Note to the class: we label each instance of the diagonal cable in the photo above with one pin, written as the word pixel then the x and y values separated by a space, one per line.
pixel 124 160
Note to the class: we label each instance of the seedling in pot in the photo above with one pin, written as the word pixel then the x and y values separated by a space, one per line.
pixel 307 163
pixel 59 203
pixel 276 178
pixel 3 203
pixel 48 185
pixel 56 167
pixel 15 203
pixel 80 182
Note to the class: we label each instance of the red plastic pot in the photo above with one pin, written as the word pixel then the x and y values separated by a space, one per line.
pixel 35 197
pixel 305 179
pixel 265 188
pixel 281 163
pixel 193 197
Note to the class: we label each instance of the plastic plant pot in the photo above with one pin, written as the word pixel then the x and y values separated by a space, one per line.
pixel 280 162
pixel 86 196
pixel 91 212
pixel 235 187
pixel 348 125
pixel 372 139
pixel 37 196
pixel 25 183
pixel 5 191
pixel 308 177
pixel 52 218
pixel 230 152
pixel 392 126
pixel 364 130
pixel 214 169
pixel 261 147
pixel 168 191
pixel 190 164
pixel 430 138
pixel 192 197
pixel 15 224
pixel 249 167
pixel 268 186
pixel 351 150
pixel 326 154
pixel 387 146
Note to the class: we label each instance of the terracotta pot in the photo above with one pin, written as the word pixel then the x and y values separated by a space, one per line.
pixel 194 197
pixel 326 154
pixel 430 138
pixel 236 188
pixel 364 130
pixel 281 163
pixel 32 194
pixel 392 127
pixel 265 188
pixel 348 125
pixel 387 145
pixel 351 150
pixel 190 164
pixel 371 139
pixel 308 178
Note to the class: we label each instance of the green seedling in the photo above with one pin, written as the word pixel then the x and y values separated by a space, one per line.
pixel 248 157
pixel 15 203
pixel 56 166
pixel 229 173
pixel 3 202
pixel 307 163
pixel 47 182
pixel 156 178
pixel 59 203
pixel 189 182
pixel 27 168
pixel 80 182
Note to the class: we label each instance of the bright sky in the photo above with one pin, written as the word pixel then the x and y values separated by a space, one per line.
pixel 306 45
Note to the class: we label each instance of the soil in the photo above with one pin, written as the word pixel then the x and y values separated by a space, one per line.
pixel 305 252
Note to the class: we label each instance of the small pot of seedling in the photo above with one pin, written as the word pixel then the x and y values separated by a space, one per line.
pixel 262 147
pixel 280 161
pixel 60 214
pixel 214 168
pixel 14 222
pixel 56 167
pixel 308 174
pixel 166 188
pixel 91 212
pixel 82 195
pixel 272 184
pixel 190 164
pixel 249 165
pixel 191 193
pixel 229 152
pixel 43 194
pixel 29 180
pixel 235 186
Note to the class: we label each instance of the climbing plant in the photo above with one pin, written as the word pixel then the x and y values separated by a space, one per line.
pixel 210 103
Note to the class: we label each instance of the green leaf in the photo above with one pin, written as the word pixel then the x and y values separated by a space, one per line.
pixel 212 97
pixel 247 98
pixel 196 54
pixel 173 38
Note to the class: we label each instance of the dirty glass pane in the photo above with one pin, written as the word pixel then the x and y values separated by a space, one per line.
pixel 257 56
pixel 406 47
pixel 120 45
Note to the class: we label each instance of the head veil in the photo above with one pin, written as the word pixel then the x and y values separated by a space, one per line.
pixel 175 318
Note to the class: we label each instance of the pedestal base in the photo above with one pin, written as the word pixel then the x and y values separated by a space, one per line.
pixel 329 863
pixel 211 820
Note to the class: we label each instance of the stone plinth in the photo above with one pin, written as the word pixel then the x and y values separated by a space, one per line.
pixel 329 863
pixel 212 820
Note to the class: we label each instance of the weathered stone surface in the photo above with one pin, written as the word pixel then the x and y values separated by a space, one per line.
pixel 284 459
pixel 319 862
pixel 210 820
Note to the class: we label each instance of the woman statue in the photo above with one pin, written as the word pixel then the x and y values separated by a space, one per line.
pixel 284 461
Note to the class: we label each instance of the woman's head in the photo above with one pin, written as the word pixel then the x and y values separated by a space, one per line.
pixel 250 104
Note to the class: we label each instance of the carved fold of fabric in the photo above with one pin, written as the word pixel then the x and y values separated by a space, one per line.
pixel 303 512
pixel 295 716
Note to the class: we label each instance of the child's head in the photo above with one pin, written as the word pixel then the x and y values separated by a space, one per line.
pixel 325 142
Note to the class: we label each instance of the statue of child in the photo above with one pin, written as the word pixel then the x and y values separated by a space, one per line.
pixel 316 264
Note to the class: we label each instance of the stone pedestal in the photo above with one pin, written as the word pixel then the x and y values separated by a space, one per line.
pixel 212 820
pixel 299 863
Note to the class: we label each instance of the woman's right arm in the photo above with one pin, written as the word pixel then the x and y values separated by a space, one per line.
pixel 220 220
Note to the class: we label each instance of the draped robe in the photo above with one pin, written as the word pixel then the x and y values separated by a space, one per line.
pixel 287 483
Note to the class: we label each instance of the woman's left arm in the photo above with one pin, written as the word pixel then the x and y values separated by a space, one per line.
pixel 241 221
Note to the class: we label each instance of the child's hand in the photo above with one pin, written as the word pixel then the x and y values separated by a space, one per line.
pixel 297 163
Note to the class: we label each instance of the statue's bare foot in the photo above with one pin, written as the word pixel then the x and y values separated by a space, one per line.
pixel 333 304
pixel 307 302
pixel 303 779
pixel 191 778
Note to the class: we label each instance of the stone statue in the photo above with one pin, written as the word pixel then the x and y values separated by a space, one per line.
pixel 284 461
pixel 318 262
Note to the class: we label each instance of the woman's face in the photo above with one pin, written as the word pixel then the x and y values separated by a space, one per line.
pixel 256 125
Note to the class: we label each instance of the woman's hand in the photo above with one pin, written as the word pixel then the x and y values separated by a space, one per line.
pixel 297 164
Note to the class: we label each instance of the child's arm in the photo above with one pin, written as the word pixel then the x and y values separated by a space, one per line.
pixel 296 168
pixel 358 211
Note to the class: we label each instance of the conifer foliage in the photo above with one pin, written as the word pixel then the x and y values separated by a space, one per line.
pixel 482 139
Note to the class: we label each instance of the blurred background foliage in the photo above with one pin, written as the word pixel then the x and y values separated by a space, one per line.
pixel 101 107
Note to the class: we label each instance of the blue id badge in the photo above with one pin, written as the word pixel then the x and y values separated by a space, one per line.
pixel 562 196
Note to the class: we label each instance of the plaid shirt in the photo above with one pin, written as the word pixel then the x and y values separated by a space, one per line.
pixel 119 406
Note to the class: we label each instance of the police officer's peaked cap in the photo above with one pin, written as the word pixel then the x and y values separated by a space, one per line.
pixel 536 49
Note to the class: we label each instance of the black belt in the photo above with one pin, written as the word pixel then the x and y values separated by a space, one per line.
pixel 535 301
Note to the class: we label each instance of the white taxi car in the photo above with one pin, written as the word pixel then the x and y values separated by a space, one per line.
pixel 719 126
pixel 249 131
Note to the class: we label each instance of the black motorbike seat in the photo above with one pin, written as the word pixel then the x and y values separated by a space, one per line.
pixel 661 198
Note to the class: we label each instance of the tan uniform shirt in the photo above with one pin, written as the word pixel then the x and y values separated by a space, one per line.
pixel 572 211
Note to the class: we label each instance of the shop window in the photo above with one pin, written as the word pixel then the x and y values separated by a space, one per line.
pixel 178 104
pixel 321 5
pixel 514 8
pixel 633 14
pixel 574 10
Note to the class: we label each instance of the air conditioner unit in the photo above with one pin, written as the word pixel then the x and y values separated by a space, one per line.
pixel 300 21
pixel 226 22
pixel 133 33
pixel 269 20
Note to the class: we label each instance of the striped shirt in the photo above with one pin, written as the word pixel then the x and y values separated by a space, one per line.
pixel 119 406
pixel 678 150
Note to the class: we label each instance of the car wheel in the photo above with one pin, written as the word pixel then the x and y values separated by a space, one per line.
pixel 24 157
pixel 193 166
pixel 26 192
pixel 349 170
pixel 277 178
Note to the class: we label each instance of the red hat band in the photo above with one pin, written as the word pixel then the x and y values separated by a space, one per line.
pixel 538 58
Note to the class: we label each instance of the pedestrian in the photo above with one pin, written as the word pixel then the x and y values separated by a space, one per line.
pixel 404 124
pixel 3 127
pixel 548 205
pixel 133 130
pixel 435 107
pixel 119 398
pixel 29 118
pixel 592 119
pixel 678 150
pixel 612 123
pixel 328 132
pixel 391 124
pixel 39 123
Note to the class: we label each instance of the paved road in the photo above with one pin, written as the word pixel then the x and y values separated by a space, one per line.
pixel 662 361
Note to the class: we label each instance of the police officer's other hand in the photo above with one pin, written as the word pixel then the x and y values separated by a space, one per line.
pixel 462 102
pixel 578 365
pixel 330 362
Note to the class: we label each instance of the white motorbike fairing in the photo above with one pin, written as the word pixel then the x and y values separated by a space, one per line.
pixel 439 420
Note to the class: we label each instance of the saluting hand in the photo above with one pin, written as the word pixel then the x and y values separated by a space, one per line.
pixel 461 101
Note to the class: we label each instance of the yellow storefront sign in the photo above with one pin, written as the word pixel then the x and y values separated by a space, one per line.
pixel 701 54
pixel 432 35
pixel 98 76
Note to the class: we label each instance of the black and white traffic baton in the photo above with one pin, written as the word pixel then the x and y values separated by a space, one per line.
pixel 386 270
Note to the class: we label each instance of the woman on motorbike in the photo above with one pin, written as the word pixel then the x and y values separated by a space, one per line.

**Work required:**
Copy the lines of the items without any change, starting at the line that contains "the green leaf" and ending at the line that contains "pixel 173 38", with both of those lines included.

**Finished answer:**
Note to the class: we label each instance of the green leaf in the photo above with one pin, written as the word pixel then the x and y values separated by a space, one per line.
pixel 212 97
pixel 247 98
pixel 196 54
pixel 173 38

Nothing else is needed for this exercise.